** Opening Data block **
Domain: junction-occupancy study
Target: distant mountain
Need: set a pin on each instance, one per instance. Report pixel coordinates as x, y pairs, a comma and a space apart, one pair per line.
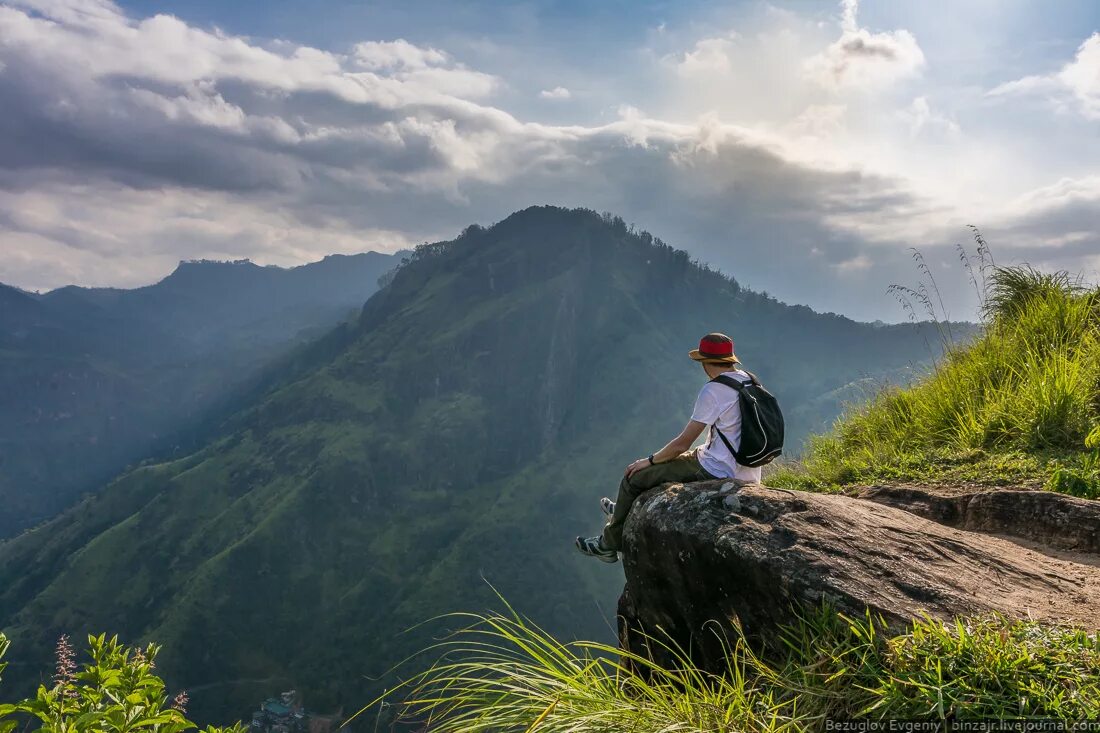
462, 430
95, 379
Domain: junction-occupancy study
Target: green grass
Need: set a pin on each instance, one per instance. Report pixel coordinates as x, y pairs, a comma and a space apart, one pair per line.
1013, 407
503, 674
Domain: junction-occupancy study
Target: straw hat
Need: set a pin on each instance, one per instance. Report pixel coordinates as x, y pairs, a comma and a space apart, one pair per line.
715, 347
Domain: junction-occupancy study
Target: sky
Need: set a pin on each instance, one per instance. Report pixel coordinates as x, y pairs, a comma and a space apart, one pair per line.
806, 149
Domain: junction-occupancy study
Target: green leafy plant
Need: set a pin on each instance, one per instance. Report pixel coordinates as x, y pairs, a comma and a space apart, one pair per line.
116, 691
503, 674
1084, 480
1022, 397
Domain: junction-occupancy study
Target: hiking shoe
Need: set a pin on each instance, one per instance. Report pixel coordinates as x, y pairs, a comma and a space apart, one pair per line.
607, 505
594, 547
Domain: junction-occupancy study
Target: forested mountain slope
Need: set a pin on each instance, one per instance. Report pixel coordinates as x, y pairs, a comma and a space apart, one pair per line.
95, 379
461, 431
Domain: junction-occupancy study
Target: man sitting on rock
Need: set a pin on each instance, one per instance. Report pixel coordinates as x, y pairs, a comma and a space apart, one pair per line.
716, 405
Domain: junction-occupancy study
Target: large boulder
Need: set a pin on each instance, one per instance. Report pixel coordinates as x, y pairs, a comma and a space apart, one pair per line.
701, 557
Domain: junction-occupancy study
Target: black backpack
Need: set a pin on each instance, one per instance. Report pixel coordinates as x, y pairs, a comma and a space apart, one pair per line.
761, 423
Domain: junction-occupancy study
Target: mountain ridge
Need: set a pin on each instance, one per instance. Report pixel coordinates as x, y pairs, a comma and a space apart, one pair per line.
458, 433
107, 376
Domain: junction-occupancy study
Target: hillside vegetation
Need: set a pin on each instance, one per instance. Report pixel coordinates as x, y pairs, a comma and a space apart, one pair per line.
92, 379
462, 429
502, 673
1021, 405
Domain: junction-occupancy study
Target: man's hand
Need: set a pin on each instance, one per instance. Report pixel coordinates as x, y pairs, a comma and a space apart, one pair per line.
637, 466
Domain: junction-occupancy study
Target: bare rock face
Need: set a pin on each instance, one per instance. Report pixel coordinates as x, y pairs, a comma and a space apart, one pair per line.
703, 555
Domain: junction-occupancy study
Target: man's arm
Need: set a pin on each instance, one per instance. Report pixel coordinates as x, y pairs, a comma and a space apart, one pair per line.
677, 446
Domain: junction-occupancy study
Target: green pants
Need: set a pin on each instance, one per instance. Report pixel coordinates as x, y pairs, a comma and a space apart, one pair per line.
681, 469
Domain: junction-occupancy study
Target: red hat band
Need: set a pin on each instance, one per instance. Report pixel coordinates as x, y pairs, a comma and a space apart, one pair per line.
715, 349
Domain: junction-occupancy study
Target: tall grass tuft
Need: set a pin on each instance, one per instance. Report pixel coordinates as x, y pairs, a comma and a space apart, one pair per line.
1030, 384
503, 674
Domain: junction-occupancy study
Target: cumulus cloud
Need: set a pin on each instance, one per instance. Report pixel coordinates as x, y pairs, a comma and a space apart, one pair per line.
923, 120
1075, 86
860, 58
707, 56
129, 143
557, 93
** Closing Data block **
** Opening Data block **
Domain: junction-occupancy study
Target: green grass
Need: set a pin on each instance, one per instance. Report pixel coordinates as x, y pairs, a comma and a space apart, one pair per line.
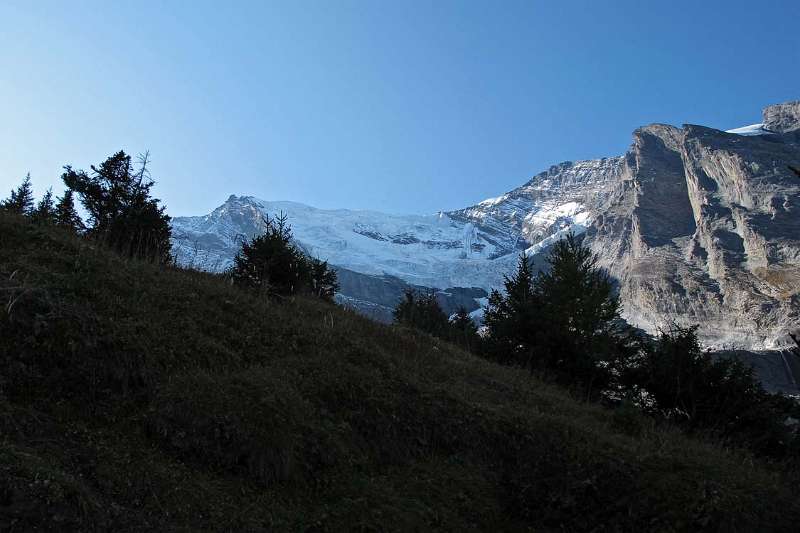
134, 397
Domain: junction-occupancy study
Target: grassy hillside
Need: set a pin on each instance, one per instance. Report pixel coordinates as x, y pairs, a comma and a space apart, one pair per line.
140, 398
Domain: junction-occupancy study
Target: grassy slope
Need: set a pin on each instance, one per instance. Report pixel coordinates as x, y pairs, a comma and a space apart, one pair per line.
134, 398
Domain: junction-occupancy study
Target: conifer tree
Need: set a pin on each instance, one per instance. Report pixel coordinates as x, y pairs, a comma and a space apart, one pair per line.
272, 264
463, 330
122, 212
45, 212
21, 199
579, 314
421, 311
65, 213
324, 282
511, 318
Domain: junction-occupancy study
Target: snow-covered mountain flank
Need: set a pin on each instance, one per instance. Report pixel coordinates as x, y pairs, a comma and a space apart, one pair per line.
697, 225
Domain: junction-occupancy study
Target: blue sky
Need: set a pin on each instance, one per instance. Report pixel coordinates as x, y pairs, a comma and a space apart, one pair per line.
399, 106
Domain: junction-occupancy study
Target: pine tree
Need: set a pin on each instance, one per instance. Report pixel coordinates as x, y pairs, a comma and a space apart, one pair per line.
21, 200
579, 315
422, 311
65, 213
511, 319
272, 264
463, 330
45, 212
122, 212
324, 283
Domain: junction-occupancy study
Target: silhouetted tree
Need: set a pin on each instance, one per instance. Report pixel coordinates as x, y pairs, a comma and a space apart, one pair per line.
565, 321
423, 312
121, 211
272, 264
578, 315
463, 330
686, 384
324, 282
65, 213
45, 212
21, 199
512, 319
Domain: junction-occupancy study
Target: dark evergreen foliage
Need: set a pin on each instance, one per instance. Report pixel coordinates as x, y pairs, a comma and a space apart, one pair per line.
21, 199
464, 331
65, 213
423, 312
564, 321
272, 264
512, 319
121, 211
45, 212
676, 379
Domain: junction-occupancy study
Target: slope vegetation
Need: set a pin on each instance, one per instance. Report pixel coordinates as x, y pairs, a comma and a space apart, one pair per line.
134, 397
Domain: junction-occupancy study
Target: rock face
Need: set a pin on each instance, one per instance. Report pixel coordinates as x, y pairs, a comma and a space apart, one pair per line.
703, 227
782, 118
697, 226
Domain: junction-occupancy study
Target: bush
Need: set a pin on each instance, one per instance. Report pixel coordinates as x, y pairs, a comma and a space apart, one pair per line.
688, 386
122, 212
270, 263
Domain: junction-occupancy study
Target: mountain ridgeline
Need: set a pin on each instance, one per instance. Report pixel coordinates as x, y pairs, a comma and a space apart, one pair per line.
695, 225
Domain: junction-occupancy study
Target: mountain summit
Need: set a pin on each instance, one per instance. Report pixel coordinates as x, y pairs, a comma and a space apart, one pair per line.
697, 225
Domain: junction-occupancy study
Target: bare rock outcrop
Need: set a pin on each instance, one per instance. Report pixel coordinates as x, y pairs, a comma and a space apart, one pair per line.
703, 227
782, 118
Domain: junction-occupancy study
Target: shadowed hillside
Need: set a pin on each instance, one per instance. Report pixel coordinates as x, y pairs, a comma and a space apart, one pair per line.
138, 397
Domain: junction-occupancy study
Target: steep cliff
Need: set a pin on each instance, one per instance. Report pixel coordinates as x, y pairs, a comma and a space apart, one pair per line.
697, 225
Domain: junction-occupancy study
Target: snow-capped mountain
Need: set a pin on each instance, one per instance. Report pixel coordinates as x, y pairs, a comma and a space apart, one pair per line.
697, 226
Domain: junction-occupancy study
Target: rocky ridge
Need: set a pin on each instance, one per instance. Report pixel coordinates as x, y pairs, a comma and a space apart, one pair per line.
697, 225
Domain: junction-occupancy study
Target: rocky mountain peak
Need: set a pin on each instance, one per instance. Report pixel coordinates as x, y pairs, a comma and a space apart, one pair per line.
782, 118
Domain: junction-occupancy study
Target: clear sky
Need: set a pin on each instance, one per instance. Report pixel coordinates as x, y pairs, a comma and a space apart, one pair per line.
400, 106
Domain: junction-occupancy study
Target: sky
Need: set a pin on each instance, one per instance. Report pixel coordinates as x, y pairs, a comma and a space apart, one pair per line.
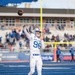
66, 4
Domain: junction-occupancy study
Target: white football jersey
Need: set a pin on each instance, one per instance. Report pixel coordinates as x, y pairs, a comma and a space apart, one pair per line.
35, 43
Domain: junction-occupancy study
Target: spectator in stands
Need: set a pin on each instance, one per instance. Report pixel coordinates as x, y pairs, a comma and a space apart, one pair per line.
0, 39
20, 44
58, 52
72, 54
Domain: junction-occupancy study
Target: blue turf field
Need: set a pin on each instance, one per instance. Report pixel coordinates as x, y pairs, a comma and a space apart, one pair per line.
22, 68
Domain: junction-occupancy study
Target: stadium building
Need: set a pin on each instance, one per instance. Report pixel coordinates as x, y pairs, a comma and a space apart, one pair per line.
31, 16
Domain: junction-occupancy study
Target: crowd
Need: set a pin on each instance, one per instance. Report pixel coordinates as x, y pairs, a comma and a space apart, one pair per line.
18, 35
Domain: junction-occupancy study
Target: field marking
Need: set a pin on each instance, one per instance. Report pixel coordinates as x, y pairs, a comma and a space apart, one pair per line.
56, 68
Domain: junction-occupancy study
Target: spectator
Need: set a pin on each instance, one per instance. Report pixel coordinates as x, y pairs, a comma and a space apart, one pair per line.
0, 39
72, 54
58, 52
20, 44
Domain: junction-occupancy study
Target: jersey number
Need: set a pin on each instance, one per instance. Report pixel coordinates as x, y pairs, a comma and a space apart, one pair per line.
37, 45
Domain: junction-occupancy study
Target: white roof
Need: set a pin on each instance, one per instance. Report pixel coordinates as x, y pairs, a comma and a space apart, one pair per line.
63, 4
** Closing Data block **
--- What to produce ---
Going through the data, tally the lines containing "tree" and report only the result.

--- Answer to this task ---
3